• **What you are asked to do**
The lines to be set down run from the line containing "[locate] sky" through the final line of the data below; print them exactly and print nothing else.

• **Entries supplied**
▼

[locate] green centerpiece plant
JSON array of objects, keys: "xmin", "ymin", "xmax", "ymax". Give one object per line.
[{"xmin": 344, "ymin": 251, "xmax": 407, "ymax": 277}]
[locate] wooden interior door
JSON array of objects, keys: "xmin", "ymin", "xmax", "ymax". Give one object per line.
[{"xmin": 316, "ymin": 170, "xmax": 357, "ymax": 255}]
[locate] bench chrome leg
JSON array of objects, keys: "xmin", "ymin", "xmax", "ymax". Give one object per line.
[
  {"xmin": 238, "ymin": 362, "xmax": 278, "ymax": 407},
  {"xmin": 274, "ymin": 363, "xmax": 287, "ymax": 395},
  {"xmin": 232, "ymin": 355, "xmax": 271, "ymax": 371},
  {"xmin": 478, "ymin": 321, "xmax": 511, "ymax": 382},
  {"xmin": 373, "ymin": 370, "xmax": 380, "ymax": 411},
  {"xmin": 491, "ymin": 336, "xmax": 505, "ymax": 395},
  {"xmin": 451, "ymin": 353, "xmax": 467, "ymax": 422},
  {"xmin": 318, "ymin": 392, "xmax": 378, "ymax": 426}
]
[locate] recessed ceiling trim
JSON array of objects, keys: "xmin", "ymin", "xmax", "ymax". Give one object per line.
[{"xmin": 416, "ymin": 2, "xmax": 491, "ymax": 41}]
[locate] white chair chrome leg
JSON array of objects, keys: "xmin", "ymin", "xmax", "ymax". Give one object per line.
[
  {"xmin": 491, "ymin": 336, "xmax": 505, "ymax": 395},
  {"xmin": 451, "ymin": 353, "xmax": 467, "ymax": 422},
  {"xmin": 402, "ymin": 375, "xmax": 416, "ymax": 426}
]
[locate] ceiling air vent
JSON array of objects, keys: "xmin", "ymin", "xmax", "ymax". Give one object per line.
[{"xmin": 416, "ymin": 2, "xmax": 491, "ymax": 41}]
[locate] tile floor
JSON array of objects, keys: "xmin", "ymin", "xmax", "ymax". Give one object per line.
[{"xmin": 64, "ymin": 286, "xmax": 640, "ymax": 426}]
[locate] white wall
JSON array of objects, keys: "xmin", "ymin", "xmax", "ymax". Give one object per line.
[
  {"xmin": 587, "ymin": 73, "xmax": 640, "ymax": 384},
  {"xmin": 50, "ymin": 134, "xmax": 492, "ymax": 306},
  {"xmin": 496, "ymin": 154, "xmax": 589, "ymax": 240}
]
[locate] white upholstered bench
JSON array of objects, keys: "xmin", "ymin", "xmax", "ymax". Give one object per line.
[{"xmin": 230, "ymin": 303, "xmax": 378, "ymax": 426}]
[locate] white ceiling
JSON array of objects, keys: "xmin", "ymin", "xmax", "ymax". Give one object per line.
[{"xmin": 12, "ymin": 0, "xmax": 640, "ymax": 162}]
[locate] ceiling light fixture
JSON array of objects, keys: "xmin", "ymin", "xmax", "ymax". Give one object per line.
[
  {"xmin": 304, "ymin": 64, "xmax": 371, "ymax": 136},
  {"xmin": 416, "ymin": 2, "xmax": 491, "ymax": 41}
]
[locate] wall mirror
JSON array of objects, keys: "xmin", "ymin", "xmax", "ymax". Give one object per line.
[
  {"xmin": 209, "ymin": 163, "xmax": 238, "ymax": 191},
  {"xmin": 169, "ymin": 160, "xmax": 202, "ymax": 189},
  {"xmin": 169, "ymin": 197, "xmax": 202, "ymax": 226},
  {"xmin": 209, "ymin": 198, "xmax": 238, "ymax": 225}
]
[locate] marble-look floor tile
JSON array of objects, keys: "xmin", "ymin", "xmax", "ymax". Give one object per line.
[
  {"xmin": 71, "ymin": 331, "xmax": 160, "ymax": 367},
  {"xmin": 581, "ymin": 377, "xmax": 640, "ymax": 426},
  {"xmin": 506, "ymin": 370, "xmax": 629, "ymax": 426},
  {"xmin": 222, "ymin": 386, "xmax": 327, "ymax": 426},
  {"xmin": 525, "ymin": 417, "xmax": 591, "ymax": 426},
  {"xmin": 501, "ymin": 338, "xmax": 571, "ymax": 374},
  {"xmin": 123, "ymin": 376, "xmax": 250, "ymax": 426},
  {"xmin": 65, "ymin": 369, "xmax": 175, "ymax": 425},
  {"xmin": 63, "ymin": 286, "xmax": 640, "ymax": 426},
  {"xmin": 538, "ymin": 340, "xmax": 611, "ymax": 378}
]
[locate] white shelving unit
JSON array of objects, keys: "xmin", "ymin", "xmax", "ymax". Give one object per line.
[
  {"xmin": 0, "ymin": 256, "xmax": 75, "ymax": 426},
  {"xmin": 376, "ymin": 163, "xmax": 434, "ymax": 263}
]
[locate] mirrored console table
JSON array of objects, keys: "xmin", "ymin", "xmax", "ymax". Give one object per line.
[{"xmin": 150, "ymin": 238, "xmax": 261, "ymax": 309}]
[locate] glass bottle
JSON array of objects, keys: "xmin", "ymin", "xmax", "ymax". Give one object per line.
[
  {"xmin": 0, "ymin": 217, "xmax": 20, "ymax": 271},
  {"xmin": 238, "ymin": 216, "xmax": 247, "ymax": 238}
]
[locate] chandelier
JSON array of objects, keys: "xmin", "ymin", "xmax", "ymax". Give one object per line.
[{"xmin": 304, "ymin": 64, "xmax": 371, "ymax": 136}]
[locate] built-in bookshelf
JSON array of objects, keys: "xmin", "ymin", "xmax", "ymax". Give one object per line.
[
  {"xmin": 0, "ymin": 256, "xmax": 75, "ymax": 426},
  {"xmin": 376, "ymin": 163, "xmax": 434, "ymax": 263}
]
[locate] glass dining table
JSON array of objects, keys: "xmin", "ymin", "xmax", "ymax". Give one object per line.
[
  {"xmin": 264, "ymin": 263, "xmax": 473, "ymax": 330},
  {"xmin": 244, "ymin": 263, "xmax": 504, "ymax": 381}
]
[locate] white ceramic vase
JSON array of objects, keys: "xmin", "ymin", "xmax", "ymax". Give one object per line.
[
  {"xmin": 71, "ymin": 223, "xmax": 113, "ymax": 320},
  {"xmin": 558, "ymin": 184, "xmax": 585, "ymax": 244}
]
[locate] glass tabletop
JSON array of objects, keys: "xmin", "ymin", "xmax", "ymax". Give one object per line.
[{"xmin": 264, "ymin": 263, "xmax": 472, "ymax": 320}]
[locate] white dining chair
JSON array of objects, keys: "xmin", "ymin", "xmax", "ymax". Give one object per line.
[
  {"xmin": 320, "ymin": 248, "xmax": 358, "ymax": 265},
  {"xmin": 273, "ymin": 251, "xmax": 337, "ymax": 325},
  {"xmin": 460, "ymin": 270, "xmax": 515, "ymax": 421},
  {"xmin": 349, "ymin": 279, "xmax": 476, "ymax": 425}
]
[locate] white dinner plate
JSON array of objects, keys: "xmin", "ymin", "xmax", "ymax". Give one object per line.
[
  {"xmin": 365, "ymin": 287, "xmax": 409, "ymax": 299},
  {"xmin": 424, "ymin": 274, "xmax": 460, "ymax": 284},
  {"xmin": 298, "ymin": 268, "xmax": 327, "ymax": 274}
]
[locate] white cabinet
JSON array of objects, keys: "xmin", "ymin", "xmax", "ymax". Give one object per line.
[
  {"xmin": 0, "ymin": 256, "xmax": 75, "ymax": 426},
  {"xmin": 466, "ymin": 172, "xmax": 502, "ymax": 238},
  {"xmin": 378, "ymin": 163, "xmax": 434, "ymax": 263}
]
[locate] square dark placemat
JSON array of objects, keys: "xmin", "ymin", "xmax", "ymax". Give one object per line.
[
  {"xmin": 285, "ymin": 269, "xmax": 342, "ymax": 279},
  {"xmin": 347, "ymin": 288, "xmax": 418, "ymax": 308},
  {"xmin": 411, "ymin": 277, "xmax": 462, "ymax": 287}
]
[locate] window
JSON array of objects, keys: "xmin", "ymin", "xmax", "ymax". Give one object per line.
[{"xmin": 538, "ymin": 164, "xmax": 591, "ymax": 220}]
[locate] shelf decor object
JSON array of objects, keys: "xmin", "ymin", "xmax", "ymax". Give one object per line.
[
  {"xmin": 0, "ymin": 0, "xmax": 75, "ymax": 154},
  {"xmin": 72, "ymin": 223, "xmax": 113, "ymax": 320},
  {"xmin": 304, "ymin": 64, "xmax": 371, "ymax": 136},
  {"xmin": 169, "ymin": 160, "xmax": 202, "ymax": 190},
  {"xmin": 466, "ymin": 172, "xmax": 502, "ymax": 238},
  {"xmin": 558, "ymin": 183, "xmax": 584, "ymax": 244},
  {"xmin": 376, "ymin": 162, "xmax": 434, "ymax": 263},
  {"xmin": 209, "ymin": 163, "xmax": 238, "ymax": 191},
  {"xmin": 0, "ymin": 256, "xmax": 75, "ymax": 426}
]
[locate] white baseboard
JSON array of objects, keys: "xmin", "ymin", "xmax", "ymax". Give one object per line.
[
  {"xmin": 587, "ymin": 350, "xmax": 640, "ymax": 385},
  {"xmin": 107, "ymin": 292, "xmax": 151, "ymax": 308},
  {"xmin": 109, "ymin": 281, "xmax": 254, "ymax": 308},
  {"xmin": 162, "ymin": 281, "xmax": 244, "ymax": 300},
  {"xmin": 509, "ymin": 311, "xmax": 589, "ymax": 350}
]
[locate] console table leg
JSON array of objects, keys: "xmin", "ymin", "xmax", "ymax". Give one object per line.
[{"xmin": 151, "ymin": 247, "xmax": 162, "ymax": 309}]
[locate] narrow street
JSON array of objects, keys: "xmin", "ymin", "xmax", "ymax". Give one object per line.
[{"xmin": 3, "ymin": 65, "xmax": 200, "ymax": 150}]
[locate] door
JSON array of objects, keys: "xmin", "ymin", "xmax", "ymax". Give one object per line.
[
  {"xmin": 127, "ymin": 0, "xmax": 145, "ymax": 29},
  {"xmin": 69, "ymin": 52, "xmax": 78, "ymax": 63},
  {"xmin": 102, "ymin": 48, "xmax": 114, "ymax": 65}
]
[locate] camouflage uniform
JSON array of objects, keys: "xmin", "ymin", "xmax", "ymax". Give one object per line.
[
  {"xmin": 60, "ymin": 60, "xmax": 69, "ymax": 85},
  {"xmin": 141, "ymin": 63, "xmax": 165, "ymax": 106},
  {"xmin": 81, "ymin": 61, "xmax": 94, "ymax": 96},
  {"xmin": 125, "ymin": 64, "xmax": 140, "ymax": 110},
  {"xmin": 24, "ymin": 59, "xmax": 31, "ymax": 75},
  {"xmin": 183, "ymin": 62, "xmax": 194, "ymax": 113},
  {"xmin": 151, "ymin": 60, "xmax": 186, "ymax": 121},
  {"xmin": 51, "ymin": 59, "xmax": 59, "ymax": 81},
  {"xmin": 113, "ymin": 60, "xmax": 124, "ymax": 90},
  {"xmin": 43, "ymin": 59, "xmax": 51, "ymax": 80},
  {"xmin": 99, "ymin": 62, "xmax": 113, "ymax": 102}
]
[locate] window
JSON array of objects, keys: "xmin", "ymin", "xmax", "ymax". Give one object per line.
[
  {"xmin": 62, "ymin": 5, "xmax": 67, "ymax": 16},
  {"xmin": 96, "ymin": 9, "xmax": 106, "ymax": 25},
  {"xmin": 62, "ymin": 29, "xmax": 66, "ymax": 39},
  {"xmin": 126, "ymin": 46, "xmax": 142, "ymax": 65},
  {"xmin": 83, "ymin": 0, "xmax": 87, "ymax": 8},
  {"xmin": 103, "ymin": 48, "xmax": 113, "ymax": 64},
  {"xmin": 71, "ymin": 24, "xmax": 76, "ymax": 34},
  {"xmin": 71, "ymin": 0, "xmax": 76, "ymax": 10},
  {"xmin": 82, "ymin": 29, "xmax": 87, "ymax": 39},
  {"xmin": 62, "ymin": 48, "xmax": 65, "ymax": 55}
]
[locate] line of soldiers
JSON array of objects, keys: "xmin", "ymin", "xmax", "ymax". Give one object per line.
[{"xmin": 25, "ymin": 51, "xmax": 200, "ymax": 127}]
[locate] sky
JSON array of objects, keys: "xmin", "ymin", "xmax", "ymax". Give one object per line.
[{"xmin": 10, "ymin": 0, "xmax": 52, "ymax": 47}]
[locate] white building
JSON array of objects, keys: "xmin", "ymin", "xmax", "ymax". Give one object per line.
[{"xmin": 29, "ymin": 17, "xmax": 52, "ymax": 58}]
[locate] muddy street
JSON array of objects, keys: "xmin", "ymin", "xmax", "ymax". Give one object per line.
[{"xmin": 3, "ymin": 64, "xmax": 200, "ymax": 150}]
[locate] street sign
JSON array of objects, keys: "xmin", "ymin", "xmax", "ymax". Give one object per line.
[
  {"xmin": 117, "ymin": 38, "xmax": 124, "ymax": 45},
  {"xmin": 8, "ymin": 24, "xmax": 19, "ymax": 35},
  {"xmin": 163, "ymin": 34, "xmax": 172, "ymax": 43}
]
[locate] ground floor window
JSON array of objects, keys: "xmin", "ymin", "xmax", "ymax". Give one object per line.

▲

• **Full output**
[locate] sky
JSON array of objects, keys: "xmin", "ymin", "xmax", "ymax". Give one object per line.
[{"xmin": 10, "ymin": 0, "xmax": 52, "ymax": 47}]
[locate] white building
JSON array of objects, keys: "xmin", "ymin", "xmax", "ymax". Give one object per line.
[{"xmin": 29, "ymin": 17, "xmax": 52, "ymax": 58}]
[locate] muddy street
JSON array of objects, keys: "xmin", "ymin", "xmax", "ymax". Give one object per line.
[{"xmin": 3, "ymin": 64, "xmax": 200, "ymax": 150}]
[locate] street sign
JSON array of objects, keys: "xmin", "ymin", "xmax", "ymax". Give one object per line.
[
  {"xmin": 117, "ymin": 38, "xmax": 124, "ymax": 45},
  {"xmin": 8, "ymin": 24, "xmax": 19, "ymax": 35},
  {"xmin": 163, "ymin": 34, "xmax": 172, "ymax": 43}
]
[locate] ground floor window
JSON array of objects, keys: "xmin", "ymin", "xmax", "ymax". Give one object per line.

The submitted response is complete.